→ Exercise: Find each line in the listing below that contains the word "dirt", matching case, and copy those lines.

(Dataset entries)
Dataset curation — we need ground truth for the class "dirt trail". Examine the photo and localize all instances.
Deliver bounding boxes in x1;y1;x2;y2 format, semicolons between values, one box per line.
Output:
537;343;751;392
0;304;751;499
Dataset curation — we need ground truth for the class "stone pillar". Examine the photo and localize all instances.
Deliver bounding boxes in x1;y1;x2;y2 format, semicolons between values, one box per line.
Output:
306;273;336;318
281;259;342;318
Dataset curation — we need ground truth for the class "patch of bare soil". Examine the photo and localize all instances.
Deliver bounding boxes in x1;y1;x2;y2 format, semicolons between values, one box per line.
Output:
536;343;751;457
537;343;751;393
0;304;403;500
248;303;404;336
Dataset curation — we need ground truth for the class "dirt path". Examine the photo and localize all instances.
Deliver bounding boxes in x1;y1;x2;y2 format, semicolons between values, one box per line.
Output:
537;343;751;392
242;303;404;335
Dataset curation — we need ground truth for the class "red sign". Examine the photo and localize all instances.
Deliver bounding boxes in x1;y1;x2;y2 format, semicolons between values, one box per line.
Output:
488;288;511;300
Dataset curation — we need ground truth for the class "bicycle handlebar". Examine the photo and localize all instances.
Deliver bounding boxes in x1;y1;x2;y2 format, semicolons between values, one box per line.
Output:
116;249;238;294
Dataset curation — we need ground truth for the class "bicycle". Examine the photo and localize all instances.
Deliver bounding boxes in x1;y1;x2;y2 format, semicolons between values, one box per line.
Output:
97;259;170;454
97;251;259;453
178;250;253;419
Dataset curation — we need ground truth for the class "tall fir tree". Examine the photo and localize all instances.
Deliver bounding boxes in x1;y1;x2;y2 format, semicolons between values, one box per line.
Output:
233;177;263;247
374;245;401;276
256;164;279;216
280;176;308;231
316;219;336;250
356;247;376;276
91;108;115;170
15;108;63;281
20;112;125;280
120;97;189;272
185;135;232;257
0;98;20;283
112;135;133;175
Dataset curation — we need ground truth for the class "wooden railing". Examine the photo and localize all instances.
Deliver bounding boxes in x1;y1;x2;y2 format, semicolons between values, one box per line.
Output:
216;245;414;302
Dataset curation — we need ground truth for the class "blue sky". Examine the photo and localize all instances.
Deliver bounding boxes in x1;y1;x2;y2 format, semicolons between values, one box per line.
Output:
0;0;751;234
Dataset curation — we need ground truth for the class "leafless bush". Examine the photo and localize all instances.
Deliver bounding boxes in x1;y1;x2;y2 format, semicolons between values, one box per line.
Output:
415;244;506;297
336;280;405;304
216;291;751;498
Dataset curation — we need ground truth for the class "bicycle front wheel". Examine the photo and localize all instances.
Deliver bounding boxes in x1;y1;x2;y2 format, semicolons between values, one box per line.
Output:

→ Task solution:
Dataset curation — we need ground truth for the class "dirt trail". Examine the photo and localize all instances.
Dataset curation — we need ground truth for the class "dirt path". Examine the photo and localize all instances.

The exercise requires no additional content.